Satire muss hingenommen werden, solange sie nicht beleidigt. Dies entschied der deutsche Bundesgerichtshof (BGH) am Dienstag in Karlsruhe im Fall des ehemaligen Telekom-Chefs Ron Sommer. Sommer hatte wegen einer Fotomontage der Zeitschrift «Wirtschaftswoche» geklagt, weil sein Gesicht dabei angeblich unvorteilhaft verändert worden war. Sommer muss die Karikatur jedoch wegen der vom Grundgesetz geschützten Meinungsfreiheit hinnehmen. Damit hob der BGH ein gegenteiligs Urteil des Oberlandesgerichts Hamburg auf. Dem Urteil zufolge können sich Betroffene von satirischen Fotomontagen ebenso wie jene von Meinungsäusserungen nur gegen unzulässiger Schmähkritik oder absichtliche Beleidigung wehren.

Sommer hatte kritisiert, dass sein Gesicht zwar kaum merklich, aber doch in nachteiliger Weise verändert worden sei. Sein Gesicht erscheine insgesamt länger, die Wangen fleischiger, der Kinnbereich fülliger, der Hals kürzer und dicker und die Hautfarbe blasser. Die Montage zeigte Sommer, wie er auf dem Erkennungszeichen der Telekom, dem Buchstaben «T» lässig sitzt, obwohl der Buchstabe bereits bröckelt und Risse hat. Die Karikatur sollte nach Ansicht des Wirtschaftsmagazins bildhaft darstellen, dass Sommer selbstherrlich über der Telekom thront, während das Unternehmen in einer Krise steckt. Das Magazin hatte dazu Sommers Gesicht auf einen fremden Körper montiert.

Bereitgestelltes Material |
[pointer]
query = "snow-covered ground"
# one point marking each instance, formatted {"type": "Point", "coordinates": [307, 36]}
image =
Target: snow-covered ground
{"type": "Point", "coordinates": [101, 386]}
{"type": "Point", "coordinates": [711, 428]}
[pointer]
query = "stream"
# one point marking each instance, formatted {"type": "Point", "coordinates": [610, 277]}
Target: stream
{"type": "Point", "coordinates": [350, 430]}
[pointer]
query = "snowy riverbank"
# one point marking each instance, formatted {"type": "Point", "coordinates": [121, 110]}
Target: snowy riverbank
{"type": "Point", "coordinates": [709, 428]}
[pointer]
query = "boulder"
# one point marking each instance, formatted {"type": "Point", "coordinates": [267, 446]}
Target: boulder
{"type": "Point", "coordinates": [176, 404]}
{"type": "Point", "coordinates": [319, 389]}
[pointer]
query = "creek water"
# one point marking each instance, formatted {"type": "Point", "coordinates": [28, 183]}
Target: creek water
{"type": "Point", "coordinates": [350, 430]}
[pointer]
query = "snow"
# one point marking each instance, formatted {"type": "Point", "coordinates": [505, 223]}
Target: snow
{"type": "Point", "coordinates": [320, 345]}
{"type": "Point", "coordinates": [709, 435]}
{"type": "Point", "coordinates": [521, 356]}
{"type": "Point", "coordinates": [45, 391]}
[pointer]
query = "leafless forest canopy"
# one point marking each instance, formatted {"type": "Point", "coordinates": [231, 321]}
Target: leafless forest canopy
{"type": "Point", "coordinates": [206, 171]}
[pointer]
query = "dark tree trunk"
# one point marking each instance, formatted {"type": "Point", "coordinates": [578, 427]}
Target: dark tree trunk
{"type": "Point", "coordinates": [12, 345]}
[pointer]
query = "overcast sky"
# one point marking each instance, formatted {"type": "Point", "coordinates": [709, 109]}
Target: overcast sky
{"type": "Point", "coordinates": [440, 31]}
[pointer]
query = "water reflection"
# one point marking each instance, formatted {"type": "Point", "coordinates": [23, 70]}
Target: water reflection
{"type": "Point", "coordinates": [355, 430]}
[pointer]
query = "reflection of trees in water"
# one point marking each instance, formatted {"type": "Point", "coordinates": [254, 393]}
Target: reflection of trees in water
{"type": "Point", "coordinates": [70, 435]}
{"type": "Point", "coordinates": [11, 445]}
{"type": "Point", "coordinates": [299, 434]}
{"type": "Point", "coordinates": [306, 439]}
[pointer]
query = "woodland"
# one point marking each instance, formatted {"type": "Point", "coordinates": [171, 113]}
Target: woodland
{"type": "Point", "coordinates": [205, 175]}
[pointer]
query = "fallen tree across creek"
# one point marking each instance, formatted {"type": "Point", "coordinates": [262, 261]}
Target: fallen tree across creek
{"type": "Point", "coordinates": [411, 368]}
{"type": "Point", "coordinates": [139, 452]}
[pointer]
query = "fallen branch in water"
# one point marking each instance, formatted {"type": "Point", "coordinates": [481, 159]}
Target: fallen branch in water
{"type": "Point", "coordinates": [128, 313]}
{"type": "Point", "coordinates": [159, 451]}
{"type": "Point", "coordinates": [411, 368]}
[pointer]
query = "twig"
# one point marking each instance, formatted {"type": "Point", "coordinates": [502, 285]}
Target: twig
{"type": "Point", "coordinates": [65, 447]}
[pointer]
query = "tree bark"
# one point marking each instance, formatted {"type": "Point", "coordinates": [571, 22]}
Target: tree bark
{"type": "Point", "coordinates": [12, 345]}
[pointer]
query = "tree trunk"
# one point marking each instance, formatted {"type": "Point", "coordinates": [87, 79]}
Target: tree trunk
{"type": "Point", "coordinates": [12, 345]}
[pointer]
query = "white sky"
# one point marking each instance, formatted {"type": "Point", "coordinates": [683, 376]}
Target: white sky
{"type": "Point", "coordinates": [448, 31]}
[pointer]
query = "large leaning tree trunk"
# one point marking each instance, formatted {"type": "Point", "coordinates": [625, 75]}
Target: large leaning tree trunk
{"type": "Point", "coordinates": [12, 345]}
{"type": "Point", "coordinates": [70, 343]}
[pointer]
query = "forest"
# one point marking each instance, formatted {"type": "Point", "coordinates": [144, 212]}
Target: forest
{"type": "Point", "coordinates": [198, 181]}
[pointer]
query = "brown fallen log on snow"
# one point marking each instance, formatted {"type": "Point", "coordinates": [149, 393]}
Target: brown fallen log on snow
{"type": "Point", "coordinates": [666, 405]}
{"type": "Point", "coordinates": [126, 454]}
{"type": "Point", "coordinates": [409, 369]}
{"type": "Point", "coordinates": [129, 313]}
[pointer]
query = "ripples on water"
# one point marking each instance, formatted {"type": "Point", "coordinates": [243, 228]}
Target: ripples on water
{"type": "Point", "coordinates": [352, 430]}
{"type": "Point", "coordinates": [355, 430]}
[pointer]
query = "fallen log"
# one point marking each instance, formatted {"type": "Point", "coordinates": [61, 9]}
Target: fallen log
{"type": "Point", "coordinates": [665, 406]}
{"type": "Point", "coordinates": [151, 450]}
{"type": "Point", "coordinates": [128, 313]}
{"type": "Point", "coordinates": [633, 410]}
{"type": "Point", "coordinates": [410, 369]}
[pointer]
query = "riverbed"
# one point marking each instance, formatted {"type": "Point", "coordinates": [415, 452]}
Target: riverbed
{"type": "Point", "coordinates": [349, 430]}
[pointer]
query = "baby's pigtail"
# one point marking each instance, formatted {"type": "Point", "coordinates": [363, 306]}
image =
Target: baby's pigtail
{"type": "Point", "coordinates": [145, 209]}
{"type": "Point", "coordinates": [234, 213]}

Zu erledigen |
Setze bitte den Text über das BGH-Urteil zur Fotomontage von Ron Sommer im Anschluss an seinen letzten Satz fort.

Antwort zur Aufgabe |
Laut BGH darf eine Fotomontage zu ihrer Bewertung nicht in ihrer Einzelteile zerlegt werden, sondern müsse wie eine Wortsatire im Gesamtzusammenhang gesehen werden. Ansonsten könne bei einer «isolierenden Betrachtung» einzelnen Teilen der Schutz des Rechts auf freie Meinungsäusserung versagt und damit die gesamte Satire für unzulässig erklärt werden. Eine derart «sezierende Betrachtungsweise» würde zudem den Gestaltungsspielraum des Äussernden unzulässig einengen.